= Text shown =

April 11, 2017

#05-029: Mother's Days

brick church with white steeple against blue sky with fluffy white clouds
Church where the first Mother's Day service was held in 1908

Note: The official recognition of Mother's Day in the U.S. was long in coming. But today, nearly half of the world's 175 celebrations use approximately the same date!

Get Ready: When do you celebrate Mother's Day? What do you do to recognize the importance of mothers?

One of the key aspects of traditional Chinese culture is called in English "filial piety." In China this is a refined social construct, involving at the deepest level of Confucianism the veneration of ancestors through such acts as respecting an ancestral tablet on a home altar, and the practices associated with the Qing Ming Festival (see Lesson #05-022).

However, the idea of respecting one's parents--and, by extension, grandparents and so on--is not unknown to other cultures. One of the "Ten Commandments" in The Bible says, "Honor your father and your mother," and adds the promise "so that your days may be long in the land."

Many ancient cultures worshipped mother goddesses, and in the Roman Catholic Church reverence to Mary, the Mother of Jesus, is second only to that given to Jesus himself.

It's no surprise, then, that most of the world's countries officially recognize some day or another as Mother's Day--about 175 countries, by one count, on around 30 different dates. But nearly half of these countries--about 85--recognize the second Sunday in May, the day declared by Anna Jarvis in 1905 and given its first official recognition in America around 1910.

The path to this achievement was long and circuitous. Despite Jarvis's protestations that she had thought up the idea herself, the movement actually started in the 1860s.

= Goals =
**A.** List every person named in the Mother's Day lesson above.
**B.** Continue the Mother's Day lesson from its last sentence.

(Source data)
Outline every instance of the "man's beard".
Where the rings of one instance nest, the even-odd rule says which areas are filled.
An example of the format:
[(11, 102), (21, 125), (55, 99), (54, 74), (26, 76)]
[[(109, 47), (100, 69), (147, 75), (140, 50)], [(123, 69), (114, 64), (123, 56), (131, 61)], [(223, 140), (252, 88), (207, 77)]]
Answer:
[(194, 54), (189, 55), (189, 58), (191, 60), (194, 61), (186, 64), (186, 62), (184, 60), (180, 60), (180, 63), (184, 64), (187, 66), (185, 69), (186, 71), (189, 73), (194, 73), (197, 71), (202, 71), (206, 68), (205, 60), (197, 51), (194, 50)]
==
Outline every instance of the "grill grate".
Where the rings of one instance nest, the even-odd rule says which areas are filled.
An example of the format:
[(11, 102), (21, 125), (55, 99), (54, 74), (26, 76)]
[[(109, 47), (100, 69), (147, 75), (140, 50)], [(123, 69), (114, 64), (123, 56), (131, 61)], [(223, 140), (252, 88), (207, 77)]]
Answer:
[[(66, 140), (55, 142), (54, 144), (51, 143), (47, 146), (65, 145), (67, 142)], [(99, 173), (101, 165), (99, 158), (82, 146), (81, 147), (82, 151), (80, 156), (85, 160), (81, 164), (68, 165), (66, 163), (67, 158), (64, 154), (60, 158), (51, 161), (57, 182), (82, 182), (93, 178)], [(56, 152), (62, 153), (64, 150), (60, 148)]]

= Results for each task =
**A.** Mary, Jesus, Anna Jarvis

**B.**
In 1868 Jarvis's own mother started a "circle" of mothers of former soldiers in the American "War between the States"--from both sides of that conflict--to "reunite families that had been divided during the Civil War." The elder Jarvis had previously formed "Mother's Day Work Clubs" to work for better sanitation in prison camps during the war.

The idea slowly grew among civic groups such as schools and churches, and especially in the efforts of the "temperance leagues," groups attempting to abolish alcohol.

But the date certainly crystallized through the efforts of Anna Jarvis with the backing of Philadelphia businessman John Wanamaker, owner of one of the first department stores in the United States.


Read more: https://en.wikipedia.org/wiki/Mother%27s_Day

Practice: Match the term to its definition below:

  1. ancestral
  2. backing
  3. circuitous
  4. crystallized
  5. filial
  6. piety
  7. protestations
  8. sanitation
  9. social construct
  10. temperance

  1. insisting repeatedly that something is not so
  2. reverence; deep respect
  3. winding; complex
  4. support; help
  5. became definite
  6. cleanliness for health purposes
  7. pertaining to children (especially sons)
  8. moderation; self-control
  9. an invention of society so widespread it is assumed to be "natural"
  10. pertaining to one's parents, their parents, their parents, etc.

Answers are in the first comment below.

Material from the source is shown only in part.